### [Problem details]
Take the lines from the line containing "point(648, 204)" through the end of the entries and output them exactly, with no pictures and nothing more.

### [Data in this exercise]
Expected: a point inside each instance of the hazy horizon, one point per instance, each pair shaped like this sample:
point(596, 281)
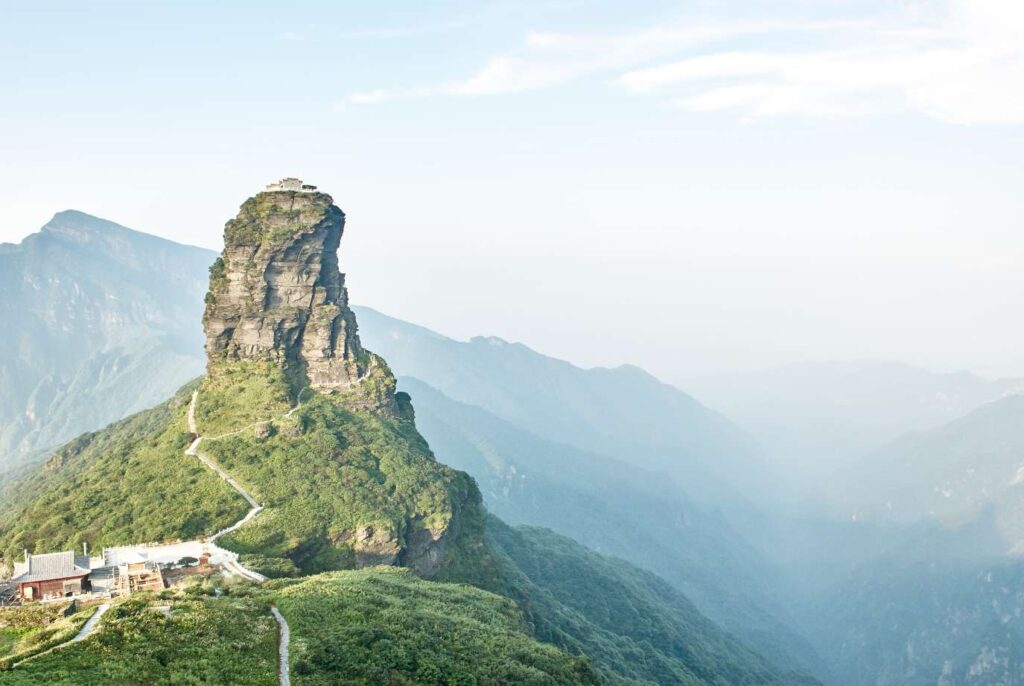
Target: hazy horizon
point(773, 183)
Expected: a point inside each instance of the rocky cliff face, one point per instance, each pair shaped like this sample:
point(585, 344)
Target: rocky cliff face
point(276, 294)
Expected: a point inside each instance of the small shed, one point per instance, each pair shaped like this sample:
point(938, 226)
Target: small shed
point(52, 575)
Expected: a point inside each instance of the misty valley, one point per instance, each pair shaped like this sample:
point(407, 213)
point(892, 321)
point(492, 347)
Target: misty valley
point(466, 511)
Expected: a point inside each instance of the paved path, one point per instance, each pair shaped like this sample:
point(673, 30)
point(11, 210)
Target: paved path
point(284, 678)
point(90, 626)
point(87, 628)
point(231, 564)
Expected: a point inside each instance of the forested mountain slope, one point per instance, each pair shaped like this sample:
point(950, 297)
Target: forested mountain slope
point(99, 322)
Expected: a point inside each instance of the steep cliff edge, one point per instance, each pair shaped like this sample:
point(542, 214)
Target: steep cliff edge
point(292, 406)
point(276, 294)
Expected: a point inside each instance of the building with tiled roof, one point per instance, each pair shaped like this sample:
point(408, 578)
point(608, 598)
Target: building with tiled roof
point(52, 575)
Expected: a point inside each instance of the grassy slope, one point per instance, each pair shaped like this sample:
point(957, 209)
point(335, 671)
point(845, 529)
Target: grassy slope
point(385, 626)
point(368, 627)
point(323, 474)
point(127, 483)
point(204, 641)
point(635, 627)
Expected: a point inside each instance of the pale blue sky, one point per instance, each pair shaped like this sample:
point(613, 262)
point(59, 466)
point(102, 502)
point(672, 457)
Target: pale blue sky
point(686, 185)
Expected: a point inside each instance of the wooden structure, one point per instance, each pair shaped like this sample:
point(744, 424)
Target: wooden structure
point(52, 575)
point(138, 574)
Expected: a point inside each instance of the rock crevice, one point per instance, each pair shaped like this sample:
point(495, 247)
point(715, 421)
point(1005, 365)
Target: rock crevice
point(276, 294)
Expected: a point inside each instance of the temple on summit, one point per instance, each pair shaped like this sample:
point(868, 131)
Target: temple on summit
point(292, 184)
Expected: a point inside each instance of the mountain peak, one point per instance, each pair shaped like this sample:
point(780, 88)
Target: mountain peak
point(276, 294)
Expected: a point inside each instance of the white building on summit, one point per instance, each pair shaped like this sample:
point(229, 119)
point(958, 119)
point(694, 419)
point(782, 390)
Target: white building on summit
point(291, 183)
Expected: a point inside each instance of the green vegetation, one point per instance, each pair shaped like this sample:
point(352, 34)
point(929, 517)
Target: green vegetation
point(31, 630)
point(128, 483)
point(262, 211)
point(635, 627)
point(387, 627)
point(200, 640)
point(370, 627)
point(241, 393)
point(335, 483)
point(341, 488)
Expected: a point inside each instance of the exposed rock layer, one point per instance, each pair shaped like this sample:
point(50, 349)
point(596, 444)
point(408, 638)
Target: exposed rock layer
point(276, 294)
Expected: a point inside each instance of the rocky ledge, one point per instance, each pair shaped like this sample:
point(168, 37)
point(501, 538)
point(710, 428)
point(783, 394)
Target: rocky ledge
point(276, 293)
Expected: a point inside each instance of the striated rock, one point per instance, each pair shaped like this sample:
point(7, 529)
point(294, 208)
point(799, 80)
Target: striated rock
point(276, 294)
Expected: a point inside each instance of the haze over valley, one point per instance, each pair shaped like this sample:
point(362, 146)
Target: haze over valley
point(556, 342)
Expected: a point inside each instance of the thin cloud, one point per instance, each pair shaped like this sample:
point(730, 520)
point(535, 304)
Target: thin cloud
point(963, 67)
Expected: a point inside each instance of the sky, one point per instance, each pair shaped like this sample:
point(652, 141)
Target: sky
point(689, 186)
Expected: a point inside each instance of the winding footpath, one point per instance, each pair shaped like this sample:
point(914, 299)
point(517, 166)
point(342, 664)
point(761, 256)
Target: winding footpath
point(227, 559)
point(230, 559)
point(284, 678)
point(87, 628)
point(231, 563)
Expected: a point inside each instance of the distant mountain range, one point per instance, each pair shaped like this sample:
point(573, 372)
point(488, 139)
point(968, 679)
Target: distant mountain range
point(952, 473)
point(297, 453)
point(898, 577)
point(99, 322)
point(842, 410)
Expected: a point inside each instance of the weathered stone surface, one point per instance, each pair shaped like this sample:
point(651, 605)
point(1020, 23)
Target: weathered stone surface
point(278, 294)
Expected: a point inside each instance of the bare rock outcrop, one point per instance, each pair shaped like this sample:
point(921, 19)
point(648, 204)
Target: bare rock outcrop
point(276, 294)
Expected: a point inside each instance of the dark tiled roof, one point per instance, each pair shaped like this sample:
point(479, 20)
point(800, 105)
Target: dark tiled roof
point(53, 565)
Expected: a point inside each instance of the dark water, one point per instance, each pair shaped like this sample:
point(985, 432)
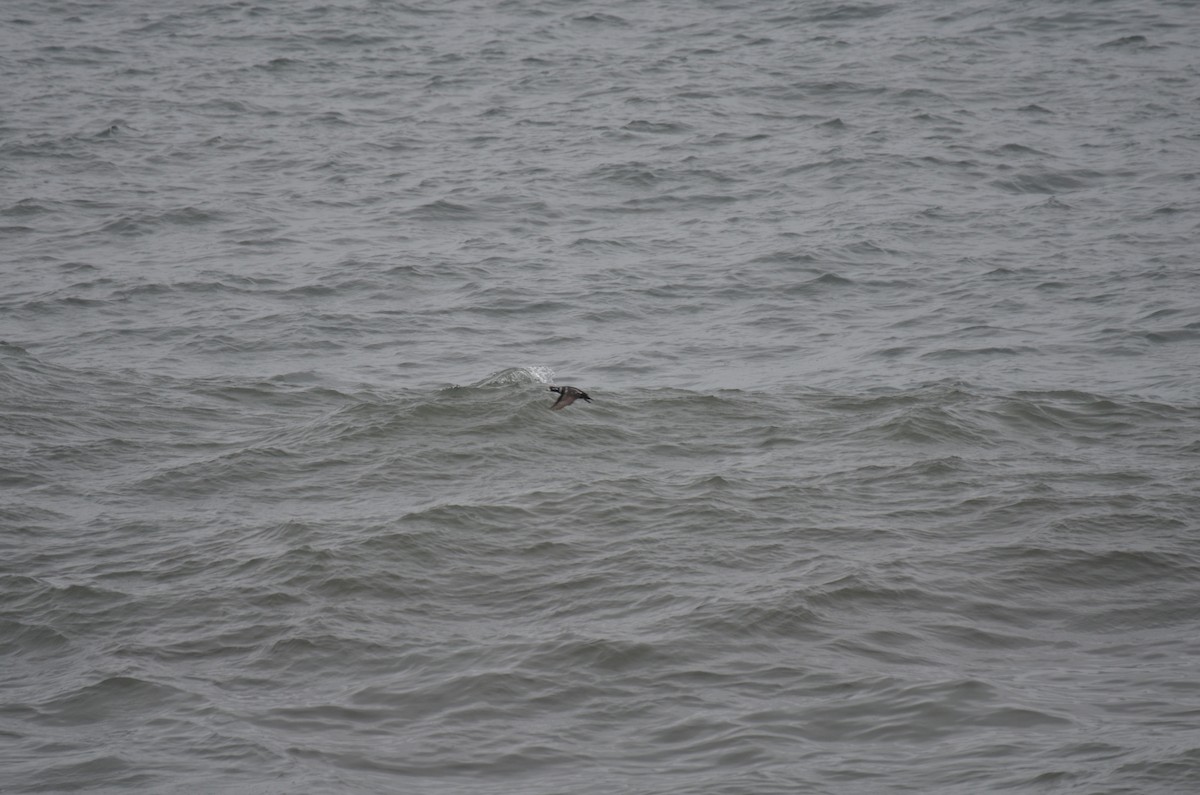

### [Answer to the exercise]
point(648, 204)
Target: bare rock outcrop
point(276, 294)
Expected: a point inside each instance of the dark tiled roof, one point per instance, each pair shaped like this sample:
point(479, 20)
point(800, 105)
Target: dark tiled roof
point(53, 565)
Expected: a point inside each instance of the dark water, one point per instance, each pair shaped like this sample:
point(985, 432)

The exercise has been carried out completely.